Items listed in a dataset:
>> BEGIN
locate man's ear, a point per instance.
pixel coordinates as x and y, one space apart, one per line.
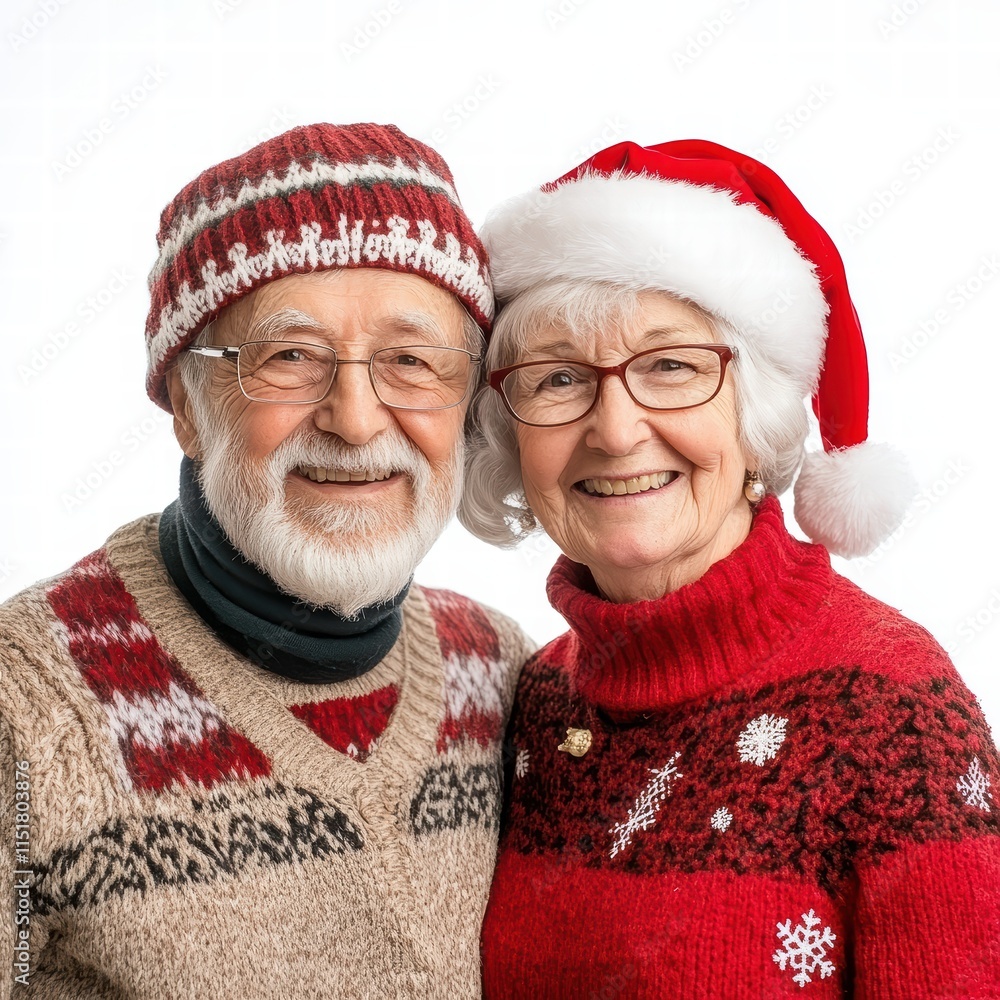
184 426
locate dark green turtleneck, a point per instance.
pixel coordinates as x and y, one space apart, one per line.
249 612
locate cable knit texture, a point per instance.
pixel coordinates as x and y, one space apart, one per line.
200 827
789 792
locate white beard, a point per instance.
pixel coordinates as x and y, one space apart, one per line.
342 556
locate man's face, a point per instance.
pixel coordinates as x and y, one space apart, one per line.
342 544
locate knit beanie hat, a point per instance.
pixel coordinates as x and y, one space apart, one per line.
314 198
720 229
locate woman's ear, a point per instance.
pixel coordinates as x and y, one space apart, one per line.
184 425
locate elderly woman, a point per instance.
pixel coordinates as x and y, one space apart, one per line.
736 775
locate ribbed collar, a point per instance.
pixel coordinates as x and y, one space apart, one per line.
248 610
648 655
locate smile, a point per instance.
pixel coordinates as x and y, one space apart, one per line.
620 487
319 475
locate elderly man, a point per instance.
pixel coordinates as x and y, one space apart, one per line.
243 755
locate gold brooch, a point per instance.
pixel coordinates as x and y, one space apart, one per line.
577 742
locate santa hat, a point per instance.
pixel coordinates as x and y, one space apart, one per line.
722 230
315 198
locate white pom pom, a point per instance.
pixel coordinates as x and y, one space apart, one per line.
852 499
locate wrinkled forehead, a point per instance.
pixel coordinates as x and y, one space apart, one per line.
594 320
354 307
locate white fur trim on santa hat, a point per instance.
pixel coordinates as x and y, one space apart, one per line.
851 499
650 233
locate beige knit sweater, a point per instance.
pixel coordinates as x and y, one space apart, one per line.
180 823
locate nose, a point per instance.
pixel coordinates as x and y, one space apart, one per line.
617 424
350 409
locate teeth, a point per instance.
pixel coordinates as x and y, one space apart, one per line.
319 475
637 484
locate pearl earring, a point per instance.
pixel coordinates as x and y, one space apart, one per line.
754 488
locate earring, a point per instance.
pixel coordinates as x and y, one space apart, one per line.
754 488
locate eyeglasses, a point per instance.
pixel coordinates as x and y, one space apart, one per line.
415 377
551 393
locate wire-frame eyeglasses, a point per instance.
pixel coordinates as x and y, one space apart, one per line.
412 377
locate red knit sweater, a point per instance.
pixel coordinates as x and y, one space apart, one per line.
787 794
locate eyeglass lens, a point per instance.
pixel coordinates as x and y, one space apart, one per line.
555 392
420 377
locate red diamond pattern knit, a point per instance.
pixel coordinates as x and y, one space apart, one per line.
790 792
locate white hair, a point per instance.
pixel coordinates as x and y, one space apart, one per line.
771 417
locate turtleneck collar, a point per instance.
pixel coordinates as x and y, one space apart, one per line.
249 611
649 655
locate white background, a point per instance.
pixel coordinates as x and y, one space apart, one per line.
882 116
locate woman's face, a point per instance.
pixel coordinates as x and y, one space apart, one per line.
641 545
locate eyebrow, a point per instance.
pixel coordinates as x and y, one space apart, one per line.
281 321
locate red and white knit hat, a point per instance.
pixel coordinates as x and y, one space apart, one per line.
314 198
715 226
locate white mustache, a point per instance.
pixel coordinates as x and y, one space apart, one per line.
384 453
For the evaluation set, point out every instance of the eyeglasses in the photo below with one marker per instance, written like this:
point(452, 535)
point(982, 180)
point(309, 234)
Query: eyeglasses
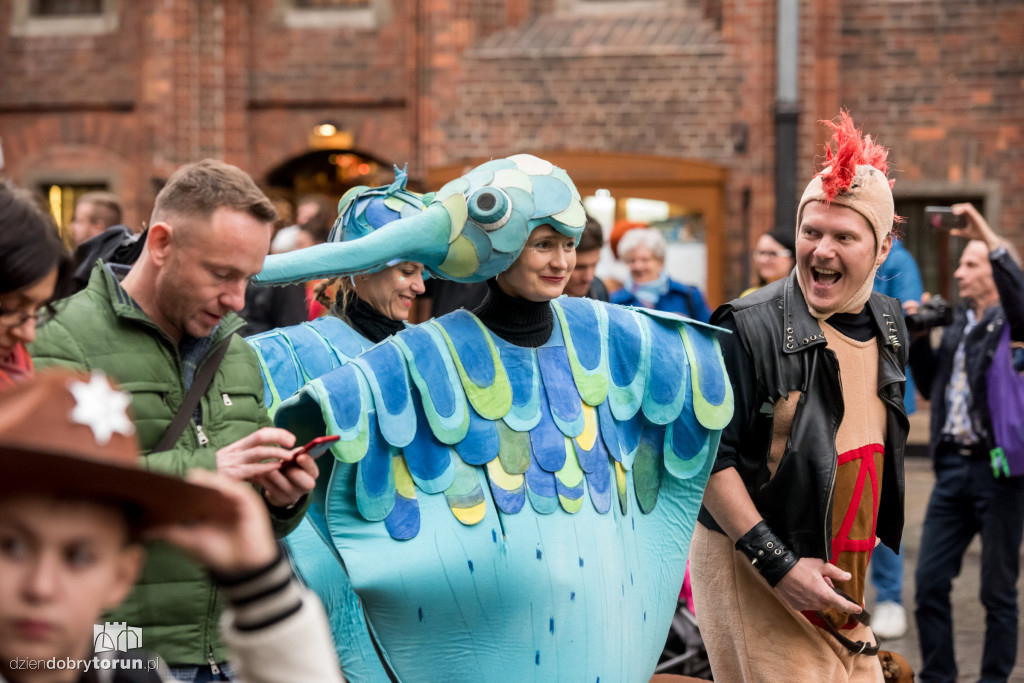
point(14, 318)
point(782, 253)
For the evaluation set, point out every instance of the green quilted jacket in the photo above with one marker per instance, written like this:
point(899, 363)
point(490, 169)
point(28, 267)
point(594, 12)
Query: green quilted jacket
point(100, 328)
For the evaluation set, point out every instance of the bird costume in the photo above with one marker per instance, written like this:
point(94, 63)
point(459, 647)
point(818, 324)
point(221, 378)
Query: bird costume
point(503, 513)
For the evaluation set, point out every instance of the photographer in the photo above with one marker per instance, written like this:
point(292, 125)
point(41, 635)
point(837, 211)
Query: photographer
point(967, 498)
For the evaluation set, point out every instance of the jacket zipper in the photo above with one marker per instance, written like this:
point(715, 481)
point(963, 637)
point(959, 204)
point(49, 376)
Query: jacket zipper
point(826, 531)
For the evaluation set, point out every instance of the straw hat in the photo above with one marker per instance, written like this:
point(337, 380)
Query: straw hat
point(69, 433)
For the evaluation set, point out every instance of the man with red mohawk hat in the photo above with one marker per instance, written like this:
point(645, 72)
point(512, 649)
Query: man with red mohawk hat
point(810, 470)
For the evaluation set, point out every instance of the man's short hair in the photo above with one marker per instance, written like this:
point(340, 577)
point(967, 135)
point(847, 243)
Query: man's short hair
point(103, 207)
point(198, 189)
point(592, 238)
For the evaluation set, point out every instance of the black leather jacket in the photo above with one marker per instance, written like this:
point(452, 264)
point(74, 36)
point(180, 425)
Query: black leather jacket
point(785, 350)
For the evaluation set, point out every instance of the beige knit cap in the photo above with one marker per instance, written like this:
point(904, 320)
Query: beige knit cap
point(855, 178)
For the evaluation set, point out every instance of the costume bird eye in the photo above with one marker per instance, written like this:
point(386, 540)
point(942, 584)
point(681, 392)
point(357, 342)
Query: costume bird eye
point(489, 208)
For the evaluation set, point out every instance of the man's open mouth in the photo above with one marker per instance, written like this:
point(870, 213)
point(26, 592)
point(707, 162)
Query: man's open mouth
point(825, 275)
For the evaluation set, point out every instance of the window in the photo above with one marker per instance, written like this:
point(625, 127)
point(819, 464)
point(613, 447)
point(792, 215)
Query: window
point(937, 252)
point(65, 7)
point(619, 6)
point(331, 4)
point(334, 13)
point(64, 17)
point(61, 197)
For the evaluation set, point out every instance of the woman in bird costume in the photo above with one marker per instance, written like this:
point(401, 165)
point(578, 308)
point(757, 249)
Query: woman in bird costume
point(514, 491)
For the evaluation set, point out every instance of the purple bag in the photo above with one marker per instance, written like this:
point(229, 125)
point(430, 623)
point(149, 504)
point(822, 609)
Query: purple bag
point(1006, 406)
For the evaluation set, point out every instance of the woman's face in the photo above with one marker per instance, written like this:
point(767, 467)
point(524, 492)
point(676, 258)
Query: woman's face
point(772, 260)
point(18, 309)
point(543, 268)
point(392, 290)
point(644, 265)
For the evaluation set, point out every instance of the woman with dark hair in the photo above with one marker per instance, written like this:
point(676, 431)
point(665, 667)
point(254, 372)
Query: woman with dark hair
point(34, 265)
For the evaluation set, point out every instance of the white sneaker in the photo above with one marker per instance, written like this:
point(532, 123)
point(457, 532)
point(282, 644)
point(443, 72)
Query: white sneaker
point(889, 621)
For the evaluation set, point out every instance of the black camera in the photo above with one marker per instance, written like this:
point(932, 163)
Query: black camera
point(935, 313)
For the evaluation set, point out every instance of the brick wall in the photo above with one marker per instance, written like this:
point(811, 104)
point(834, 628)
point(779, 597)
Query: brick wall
point(941, 83)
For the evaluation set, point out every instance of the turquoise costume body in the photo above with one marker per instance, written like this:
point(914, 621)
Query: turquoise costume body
point(504, 513)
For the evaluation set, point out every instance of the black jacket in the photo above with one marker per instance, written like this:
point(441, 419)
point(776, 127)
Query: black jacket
point(932, 368)
point(783, 349)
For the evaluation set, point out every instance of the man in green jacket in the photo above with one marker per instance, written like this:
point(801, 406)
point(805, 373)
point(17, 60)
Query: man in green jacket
point(152, 332)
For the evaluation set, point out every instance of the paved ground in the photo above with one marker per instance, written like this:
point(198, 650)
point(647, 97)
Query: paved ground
point(969, 615)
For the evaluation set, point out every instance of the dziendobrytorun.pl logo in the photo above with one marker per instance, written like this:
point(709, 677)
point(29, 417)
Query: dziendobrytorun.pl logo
point(108, 639)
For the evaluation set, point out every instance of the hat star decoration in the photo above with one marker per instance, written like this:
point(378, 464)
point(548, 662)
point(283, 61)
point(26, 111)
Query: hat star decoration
point(100, 408)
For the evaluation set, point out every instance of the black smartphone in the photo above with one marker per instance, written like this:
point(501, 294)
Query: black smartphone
point(315, 447)
point(942, 218)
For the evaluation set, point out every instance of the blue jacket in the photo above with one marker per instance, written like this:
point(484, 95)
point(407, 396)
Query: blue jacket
point(683, 299)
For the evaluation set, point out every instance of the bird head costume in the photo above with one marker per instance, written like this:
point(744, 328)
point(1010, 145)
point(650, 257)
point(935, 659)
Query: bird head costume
point(854, 176)
point(473, 228)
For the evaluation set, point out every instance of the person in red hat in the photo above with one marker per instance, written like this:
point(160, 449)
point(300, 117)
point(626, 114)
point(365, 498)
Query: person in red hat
point(810, 470)
point(75, 505)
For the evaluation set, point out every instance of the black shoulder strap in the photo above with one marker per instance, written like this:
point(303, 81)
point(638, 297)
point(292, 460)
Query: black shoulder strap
point(196, 391)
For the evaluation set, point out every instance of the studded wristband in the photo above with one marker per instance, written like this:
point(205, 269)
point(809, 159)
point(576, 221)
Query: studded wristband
point(767, 553)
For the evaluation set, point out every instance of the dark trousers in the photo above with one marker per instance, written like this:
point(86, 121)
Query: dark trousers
point(968, 500)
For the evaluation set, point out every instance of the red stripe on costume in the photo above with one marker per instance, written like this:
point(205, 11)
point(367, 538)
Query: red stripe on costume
point(865, 455)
>> END
- [Instructions for the task]:
Reproduce the data from the line containing "For the evaluation set, point out every instance of the green" through the line containing "point(592, 238)", substituting "sun hat" for "straw hat" and leaving everything else unchanged.

- [Complete response]:
For the evaluation set, point out every instance of the green quilted jacket in the photo above with one marker per instance, written like this:
point(899, 363)
point(490, 169)
point(28, 267)
point(594, 12)
Query: green quilted jacket
point(100, 328)
For the evaluation set, point out every instance of the bird costume in the photo above with one marker per instance, written like this:
point(94, 63)
point(459, 647)
point(818, 324)
point(221, 378)
Query: bird costume
point(503, 513)
For the evaluation set, point out every instance of the photographer in the photo above with one marker per instance, written like this:
point(292, 125)
point(41, 635)
point(837, 211)
Query: photographer
point(967, 498)
For the evaluation set, point out every instance of the jacket zipper in the photo above with one marker per instance, written like this:
point(715, 481)
point(963, 637)
point(959, 204)
point(49, 376)
Query: jacket zipper
point(826, 531)
For the evaluation set, point out every instance of the sun hat in the photo above with one marker per instance, written like this:
point(337, 380)
Query: sun hat
point(69, 433)
For the evaluation set, point out every instance of the man with red mohawk hat in the photo above with one marker per instance, written like this:
point(645, 72)
point(512, 649)
Query: man with red mohawk hat
point(810, 470)
For the evaluation set, point out every instance of the man's short hair in the photo above with one marker per instance, written like this:
point(340, 577)
point(967, 135)
point(847, 243)
Query: man's short hair
point(103, 207)
point(198, 189)
point(592, 238)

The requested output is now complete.